== Problem statement ==
Word for word, write the lines below out again, with no pictures.
%%
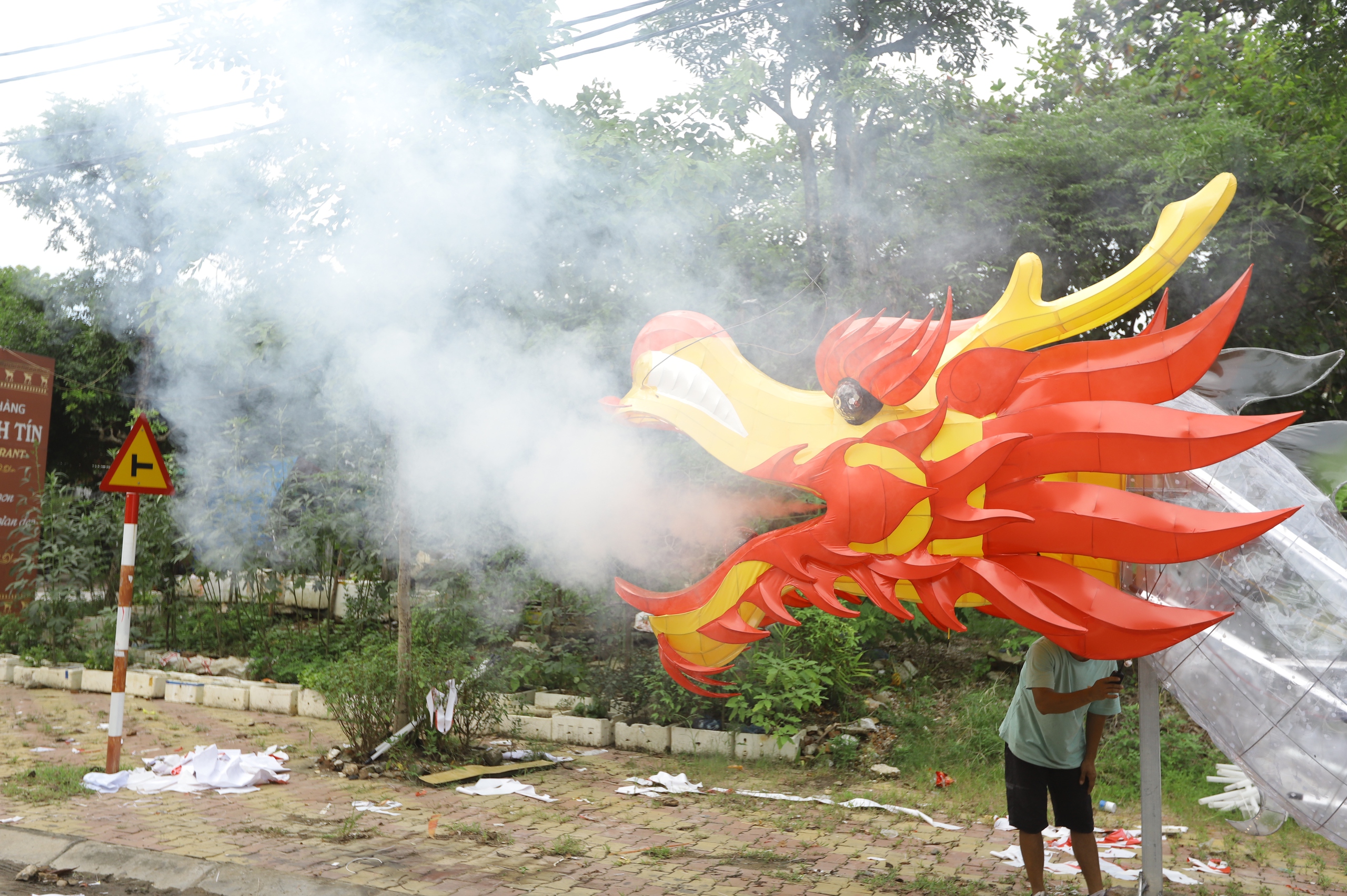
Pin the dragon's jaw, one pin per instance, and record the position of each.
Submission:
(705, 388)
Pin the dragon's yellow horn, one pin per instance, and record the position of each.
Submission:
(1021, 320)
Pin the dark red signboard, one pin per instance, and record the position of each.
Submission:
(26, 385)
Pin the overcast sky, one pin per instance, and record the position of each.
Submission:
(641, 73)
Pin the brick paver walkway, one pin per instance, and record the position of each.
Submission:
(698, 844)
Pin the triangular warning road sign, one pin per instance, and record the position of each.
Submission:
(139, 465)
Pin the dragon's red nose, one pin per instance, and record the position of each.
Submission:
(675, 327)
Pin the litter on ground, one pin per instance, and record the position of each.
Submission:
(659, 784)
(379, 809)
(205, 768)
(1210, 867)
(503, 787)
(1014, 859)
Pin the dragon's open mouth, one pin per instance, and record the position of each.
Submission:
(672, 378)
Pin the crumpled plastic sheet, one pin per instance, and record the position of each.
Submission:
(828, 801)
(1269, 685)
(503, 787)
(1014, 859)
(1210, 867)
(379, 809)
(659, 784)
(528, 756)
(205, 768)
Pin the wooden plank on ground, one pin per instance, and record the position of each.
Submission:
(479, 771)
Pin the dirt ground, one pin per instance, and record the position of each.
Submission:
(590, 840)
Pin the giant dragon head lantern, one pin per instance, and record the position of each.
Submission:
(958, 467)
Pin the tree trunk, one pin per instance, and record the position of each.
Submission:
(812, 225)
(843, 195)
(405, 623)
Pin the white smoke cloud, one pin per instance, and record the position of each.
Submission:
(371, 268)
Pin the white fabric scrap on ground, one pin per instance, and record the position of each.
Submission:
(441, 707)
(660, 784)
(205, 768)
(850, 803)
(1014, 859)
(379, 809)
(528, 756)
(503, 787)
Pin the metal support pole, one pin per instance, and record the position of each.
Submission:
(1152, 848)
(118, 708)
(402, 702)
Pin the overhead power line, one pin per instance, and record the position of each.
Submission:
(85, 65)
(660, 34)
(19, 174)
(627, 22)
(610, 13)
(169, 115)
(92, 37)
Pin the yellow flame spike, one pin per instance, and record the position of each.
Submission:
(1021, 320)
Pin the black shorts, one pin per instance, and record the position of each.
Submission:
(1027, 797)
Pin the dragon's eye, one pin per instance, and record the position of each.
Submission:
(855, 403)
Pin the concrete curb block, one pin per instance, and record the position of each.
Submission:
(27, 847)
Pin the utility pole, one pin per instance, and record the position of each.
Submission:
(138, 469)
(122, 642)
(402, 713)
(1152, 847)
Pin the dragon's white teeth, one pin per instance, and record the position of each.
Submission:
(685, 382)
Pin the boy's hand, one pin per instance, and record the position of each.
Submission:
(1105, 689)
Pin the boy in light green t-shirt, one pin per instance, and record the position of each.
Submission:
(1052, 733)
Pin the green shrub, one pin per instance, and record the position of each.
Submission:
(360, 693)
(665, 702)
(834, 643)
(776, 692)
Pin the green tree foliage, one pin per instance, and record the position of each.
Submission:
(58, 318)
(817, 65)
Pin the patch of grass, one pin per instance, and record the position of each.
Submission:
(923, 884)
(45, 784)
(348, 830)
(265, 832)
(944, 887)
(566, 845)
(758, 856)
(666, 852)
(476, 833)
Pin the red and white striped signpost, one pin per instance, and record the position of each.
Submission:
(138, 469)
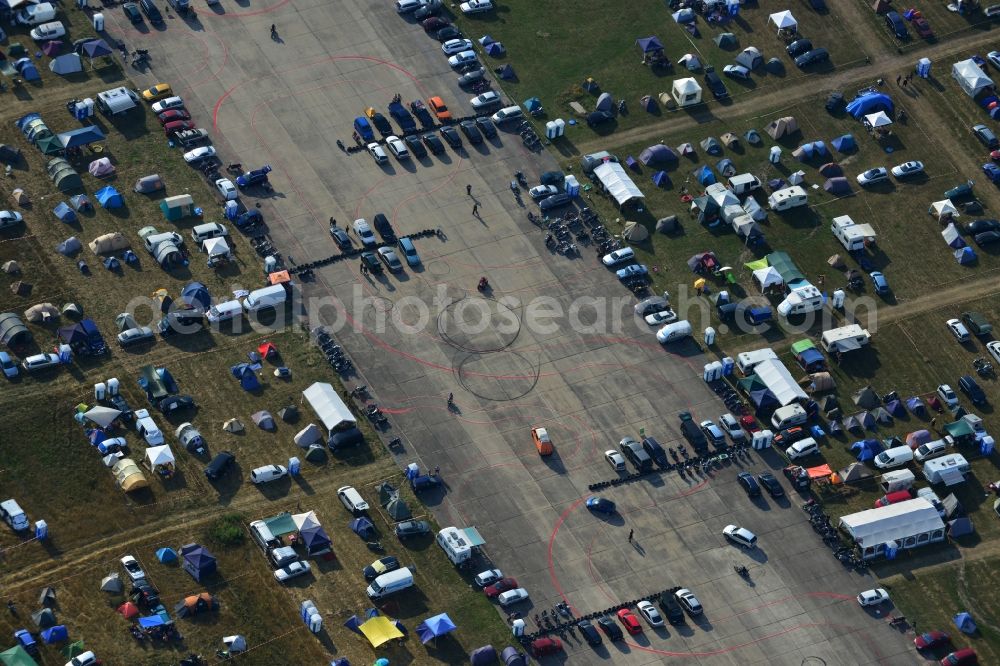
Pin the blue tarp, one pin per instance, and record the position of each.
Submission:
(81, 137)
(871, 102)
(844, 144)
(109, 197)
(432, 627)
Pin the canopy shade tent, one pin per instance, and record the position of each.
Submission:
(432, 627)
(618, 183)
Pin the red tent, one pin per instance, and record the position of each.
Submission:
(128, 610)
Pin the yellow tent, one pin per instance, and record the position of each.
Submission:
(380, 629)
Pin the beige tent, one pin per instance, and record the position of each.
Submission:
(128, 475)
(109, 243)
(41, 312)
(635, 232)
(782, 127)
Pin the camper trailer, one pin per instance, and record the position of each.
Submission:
%%
== Solution to the exercise ==
Pin the dragon's jaw, one pin per instance, and record the position of each.
Submission:
(705, 388)
Pin the dragon's yellow horn, one pin per instance, and record the position of each.
Submission:
(1021, 320)
Pin the dark red signboard, one pin per instance, and record the position of each.
Submission:
(26, 385)
Pin the overcast sky, one pin per instance, and record the position of each.
Submission:
(641, 73)
Pin the brick paver walkway, one pin per instance, and record the position of each.
Submission:
(698, 844)
Pin the triangular warning road sign, one pin per instance, and record the position of each.
Submission:
(139, 465)
Pin the dragon's red nose, one pin per instance, and record the position of each.
Submission:
(675, 327)
Pin the litter on ground, one pin per instance, and record the position of each.
Submission:
(659, 784)
(379, 809)
(205, 768)
(1210, 867)
(503, 787)
(1014, 859)
Pin the dragon's open mouth, one pin per instance, and record the position of each.
Submission:
(672, 378)
Pin the crumpled plastic sheet, one pin per instance, and record the position of each.
Submission:
(828, 801)
(1269, 685)
(503, 787)
(1014, 859)
(1210, 867)
(379, 809)
(659, 784)
(528, 756)
(205, 768)
Pin the wooden plank on ground, one pin per instance, and record the position of each.
Submission:
(479, 771)
Pin the dirt ground, one pin per instance, and record the position of each.
Submission:
(590, 840)
Pin the giant dragon head lantern, one pin per instance, and record the position of each.
Submission:
(958, 467)
Pin the tree trunk, one pin per instance, and record the position of each.
Submission:
(812, 225)
(843, 195)
(405, 623)
Pin the white smoke cloud, one pin per instance, and record the position of each.
Submission:
(371, 268)
Pin the white fabric scrap on ground, one pin per instance, and record the position of each.
Submission:
(441, 707)
(660, 784)
(205, 768)
(850, 803)
(1014, 859)
(379, 809)
(528, 756)
(503, 787)
Pin the metal support pole, one pin per instance, and record the position of each.
Submission:
(1152, 848)
(118, 708)
(402, 702)
Pin the overhead power line, one pin per instance, and record the position of each.
Submission:
(85, 65)
(660, 34)
(19, 174)
(627, 22)
(610, 13)
(169, 115)
(92, 37)
Pin the yellow flame spike, one pin per instance, and record the position of each.
Submission:
(1021, 320)
Pin the black shorts, one pin per instance, and record the position of each.
Submission:
(1027, 797)
Pin the dragon's eye, one pin per instance, and record the position of each.
Submission:
(855, 403)
Pin the concrete curb block, one pin per instance, and record the position of each.
Submission:
(27, 847)
Pin the utility pole, one pin per instance, and record the position of each.
Submission:
(138, 469)
(122, 642)
(402, 713)
(1152, 847)
Pin the dragon's white teeth, one pin per instance, and record the position of each.
Submission:
(685, 382)
Pin the boy's hand, one pin per instance, and record the position of each.
Submission:
(1105, 689)
Pin the boy in light green t-shirt, one pin per instance, and record the position of each.
Submission:
(1052, 733)
Pin the green shrub, one pin per instance, and record the position of each.
Submission:
(360, 693)
(665, 702)
(834, 643)
(776, 692)
Pin the green tree foliage, one pin per instance, and record the position of each.
Submission:
(58, 318)
(817, 65)
Pin the patch of grass, one pin per instance, and record the position of each.
Submission:
(923, 884)
(45, 784)
(348, 830)
(265, 832)
(944, 887)
(566, 845)
(758, 856)
(666, 852)
(476, 833)
Pin the red and white striped signpost, one pin per instance, and record the position of each.
Submission:
(138, 469)
Pin the blue tarp, one pin per instance, and record the position of each.
Submission:
(81, 137)
(871, 102)
(844, 144)
(109, 197)
(432, 627)
Pin the canopy shade tent, one pin per instance, and record the position of each.
Submission:
(432, 627)
(618, 183)
Pin the red tent, one pin per instance, and record the position of each.
Submission:
(128, 610)
Pin the yellow tent, one pin per instance, and record the position of each.
Submission:
(380, 629)
Pin the beige tent, one pin per instance, and record the position of each.
Submission:
(128, 475)
(109, 243)
(41, 312)
(635, 232)
(782, 127)
Pin the camper trailer, one pin per instance, and record the position of each.
Submission:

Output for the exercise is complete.